#### Problem to work on
Rewrite the records between the lines holding "In this exercise you will indicate the pine" and "x=1164, y=211", inclusive, raising every answer coordinate by 49. Leave all other lines and numbers as they are.

#### Provided entries
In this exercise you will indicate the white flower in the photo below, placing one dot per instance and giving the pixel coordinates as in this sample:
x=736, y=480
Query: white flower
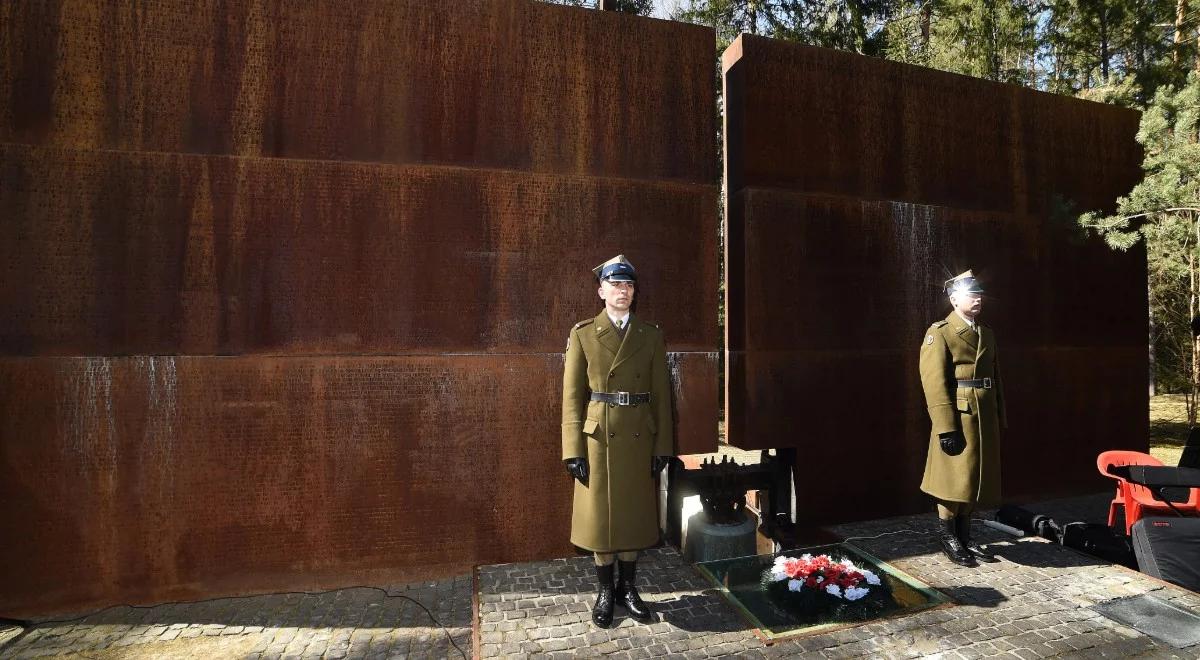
x=856, y=593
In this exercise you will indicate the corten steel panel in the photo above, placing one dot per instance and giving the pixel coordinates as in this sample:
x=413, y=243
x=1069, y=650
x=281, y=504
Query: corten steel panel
x=391, y=208
x=161, y=478
x=832, y=273
x=504, y=83
x=828, y=121
x=855, y=187
x=111, y=253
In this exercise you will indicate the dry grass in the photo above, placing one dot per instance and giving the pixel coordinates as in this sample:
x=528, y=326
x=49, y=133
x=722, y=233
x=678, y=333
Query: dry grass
x=1168, y=427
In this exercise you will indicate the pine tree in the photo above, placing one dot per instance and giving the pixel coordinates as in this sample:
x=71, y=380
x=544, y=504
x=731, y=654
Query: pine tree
x=1164, y=211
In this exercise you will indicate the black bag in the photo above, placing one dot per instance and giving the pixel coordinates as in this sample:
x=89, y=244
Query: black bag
x=1099, y=540
x=1169, y=549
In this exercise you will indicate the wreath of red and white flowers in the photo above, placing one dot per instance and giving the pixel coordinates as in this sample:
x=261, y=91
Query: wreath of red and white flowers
x=840, y=579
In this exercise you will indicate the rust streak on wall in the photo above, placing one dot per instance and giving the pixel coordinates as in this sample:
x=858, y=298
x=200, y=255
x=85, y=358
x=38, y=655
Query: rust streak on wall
x=855, y=187
x=287, y=285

#### Worked answer
In this exercise you will indicate the pine tree in the photo above, placing one dot per instance and giving the pixel coordinates as in this sample:
x=71, y=380
x=544, y=504
x=731, y=654
Query: pine tree
x=1213, y=260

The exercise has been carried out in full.